Saved entries |
--- START ---

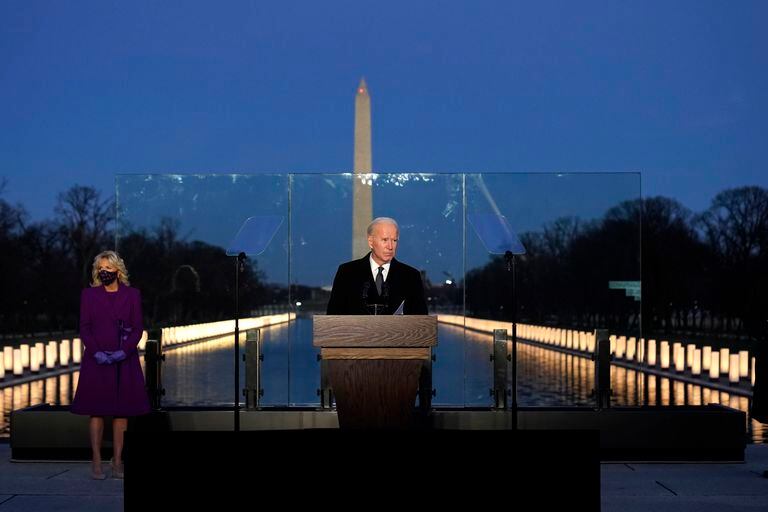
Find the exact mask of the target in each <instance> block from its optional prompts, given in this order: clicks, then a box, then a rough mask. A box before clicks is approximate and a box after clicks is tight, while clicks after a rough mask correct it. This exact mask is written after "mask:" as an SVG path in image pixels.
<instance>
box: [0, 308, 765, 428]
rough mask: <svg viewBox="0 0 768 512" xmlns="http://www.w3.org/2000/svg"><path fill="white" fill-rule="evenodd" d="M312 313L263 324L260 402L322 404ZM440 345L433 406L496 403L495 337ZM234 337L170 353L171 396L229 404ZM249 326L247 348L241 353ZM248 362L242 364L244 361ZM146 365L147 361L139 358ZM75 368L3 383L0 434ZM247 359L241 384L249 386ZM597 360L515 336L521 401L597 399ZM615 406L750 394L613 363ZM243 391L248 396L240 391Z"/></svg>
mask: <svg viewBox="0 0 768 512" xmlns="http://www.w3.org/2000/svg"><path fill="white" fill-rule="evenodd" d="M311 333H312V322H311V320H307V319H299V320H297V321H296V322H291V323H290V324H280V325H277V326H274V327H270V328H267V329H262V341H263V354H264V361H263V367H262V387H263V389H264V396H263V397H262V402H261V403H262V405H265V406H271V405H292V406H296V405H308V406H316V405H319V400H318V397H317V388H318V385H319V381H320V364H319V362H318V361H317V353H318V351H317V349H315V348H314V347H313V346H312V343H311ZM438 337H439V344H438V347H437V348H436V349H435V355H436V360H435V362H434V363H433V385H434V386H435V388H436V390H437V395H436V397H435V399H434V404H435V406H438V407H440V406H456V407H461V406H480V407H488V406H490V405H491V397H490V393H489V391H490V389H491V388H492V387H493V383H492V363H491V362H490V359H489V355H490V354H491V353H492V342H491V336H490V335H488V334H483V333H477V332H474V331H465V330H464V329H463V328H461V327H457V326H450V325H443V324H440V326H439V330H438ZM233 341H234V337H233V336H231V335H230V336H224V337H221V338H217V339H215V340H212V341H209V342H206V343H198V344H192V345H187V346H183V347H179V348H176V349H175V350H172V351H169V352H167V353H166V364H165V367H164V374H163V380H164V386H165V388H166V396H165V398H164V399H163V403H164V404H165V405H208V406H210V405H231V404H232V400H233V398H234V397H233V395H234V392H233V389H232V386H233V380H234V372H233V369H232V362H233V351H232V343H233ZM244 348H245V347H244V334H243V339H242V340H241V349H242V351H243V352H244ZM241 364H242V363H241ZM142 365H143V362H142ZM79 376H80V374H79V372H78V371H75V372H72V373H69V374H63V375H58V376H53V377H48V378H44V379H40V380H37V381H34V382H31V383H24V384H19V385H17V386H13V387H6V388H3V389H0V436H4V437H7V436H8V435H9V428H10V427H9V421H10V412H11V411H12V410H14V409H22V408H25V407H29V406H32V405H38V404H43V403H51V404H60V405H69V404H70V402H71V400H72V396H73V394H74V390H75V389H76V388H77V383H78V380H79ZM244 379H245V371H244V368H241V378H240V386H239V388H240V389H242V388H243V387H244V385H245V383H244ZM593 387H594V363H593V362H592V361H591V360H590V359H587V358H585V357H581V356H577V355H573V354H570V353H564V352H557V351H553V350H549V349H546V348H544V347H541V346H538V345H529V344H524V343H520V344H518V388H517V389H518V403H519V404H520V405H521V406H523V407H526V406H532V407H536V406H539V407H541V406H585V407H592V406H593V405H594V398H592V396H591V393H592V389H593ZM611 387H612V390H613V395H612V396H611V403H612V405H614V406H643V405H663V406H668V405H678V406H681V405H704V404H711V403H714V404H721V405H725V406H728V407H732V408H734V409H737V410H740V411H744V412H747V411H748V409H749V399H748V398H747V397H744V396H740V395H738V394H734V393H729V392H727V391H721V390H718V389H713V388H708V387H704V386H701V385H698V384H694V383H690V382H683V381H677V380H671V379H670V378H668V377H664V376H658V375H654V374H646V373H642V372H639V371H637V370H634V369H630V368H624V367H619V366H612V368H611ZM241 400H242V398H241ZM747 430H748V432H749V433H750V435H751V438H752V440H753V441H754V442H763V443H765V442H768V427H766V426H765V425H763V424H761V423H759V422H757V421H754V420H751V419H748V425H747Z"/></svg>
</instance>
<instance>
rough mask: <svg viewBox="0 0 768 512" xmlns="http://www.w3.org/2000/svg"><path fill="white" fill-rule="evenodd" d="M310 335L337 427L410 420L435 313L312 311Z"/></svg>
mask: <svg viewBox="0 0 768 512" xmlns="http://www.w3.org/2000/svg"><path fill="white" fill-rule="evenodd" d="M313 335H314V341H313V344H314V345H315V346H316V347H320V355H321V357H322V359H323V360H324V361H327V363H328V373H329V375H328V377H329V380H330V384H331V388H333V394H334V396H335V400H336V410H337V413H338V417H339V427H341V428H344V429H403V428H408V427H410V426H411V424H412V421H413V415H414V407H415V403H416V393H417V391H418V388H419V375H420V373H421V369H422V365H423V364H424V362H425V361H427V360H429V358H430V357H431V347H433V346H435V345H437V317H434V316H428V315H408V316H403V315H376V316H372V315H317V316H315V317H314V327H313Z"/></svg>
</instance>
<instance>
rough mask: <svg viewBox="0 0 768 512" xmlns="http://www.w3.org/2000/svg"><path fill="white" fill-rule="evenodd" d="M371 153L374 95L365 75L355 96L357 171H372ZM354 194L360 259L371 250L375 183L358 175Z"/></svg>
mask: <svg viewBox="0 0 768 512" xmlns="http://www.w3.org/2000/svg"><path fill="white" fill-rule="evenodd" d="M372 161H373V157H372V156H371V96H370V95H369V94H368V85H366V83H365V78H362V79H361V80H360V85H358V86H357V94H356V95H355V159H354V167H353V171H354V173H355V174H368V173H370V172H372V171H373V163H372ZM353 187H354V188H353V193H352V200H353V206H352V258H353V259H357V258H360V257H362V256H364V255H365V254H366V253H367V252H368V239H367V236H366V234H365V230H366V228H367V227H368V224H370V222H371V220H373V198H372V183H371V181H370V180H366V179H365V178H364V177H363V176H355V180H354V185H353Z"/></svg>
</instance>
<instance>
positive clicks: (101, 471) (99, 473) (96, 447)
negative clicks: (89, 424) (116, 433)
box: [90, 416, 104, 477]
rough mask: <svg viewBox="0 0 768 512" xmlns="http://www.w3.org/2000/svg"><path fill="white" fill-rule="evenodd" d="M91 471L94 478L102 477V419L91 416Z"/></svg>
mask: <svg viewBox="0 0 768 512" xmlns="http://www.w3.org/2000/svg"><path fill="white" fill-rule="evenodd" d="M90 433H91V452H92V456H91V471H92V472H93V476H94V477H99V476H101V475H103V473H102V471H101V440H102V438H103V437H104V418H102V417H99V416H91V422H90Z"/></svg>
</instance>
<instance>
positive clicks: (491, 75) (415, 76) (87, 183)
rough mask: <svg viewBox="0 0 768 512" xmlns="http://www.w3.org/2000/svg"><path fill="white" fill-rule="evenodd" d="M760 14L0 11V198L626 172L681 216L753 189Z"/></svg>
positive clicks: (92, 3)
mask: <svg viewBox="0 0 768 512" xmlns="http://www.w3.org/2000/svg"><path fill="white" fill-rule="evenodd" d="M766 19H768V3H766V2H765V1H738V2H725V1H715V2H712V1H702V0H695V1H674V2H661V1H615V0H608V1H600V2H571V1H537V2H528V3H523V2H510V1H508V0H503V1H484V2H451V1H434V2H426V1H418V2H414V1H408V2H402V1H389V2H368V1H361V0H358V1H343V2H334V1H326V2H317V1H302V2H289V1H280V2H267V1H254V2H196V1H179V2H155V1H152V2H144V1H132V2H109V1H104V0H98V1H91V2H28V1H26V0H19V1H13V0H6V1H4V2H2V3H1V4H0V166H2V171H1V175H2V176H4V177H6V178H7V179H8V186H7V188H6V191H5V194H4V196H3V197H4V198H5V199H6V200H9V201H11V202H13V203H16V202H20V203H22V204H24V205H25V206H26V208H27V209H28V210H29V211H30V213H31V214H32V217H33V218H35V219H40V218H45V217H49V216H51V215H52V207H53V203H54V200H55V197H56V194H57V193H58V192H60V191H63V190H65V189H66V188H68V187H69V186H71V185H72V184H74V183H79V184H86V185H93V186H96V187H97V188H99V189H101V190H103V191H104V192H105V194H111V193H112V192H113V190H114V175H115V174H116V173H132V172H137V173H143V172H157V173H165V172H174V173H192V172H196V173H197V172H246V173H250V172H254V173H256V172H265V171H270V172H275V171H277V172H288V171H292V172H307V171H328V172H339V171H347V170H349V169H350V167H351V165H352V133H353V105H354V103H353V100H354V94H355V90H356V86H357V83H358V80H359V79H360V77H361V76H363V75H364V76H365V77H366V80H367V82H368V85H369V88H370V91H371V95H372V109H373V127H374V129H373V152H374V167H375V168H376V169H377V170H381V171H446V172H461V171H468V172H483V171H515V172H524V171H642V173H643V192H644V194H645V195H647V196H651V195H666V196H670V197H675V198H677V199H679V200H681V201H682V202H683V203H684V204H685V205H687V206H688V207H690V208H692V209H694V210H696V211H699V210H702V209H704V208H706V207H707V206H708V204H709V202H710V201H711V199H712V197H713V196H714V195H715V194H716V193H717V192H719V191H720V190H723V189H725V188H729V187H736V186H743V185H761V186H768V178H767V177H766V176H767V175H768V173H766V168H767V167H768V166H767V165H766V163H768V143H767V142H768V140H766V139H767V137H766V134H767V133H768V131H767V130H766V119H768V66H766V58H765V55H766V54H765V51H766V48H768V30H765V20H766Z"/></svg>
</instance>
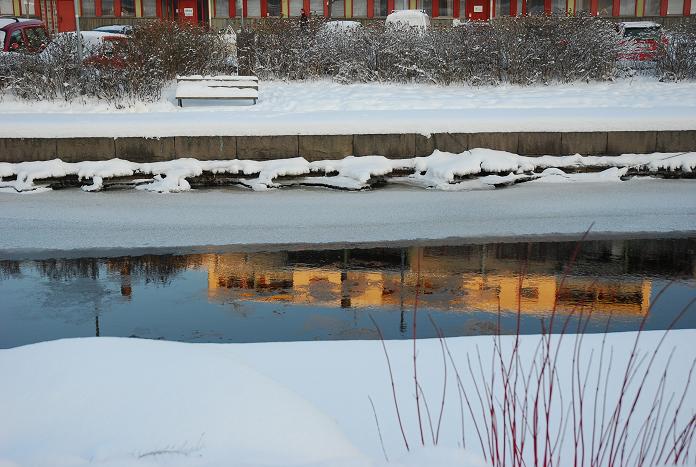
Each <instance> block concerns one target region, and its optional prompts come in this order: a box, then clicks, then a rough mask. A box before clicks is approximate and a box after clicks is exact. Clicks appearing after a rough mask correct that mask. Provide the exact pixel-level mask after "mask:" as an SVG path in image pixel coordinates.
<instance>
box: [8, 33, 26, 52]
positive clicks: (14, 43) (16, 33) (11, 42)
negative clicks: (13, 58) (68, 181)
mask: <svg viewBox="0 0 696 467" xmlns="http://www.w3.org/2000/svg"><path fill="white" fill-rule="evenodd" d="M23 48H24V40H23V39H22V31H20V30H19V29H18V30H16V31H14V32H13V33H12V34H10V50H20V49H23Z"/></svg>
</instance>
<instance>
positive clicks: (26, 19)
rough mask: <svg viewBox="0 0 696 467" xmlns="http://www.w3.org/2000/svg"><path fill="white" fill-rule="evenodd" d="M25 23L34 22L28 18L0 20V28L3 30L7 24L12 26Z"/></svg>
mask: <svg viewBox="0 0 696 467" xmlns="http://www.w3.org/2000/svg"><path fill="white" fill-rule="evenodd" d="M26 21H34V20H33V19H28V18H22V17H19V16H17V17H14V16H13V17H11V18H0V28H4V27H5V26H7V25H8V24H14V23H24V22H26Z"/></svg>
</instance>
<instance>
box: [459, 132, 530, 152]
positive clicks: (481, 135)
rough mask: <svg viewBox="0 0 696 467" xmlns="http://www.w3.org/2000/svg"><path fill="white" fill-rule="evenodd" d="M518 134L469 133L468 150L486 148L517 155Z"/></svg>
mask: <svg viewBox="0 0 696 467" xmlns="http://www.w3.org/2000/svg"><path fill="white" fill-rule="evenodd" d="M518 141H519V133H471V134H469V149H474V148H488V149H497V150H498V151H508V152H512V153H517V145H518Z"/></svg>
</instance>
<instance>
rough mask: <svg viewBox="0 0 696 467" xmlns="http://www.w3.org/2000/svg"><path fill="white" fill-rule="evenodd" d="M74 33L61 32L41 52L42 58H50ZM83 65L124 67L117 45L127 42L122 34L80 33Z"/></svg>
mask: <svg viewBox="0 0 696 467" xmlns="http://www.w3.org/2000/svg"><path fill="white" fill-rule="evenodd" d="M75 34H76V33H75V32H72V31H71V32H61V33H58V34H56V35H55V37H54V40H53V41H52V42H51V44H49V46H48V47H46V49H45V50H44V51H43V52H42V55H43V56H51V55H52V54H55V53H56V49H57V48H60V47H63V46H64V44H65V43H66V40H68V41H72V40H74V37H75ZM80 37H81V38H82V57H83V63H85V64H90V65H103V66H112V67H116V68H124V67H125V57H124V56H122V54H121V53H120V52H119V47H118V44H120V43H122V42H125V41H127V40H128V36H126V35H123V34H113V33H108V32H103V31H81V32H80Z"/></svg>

--- END ---

Directive |
Rewrite the lines from the start of the saved entries through the line that contains "313L263 324L260 402L322", putting "loose" in place of "approximate" and keeping everything else the same. Leave the pictures out of your answer.

Result |
Find the exact mask of the target in each <instance> block from its optional prompts, given in this order: clicks, then a box, then a rough mask. A box before clicks is loose and a box after clicks is tight, while clicks after a rough mask correct it. This exact mask is written after "mask:" as an SVG path in image pixels.
<instance>
box: [0, 308, 765, 428]
rough mask: <svg viewBox="0 0 768 512" xmlns="http://www.w3.org/2000/svg"><path fill="white" fill-rule="evenodd" d="M312 313L263 324L260 402L322 404ZM440 345L433 406L496 403L495 337ZM234 337L170 353L171 396L229 404ZM249 326L247 348L241 353ZM248 362L242 364L244 361ZM146 365L147 361L139 358ZM75 368L3 383L0 434ZM247 359L241 384L249 386ZM597 360L515 336L521 401L597 399ZM615 406L750 394L613 363ZM243 391L248 396L240 391Z"/></svg>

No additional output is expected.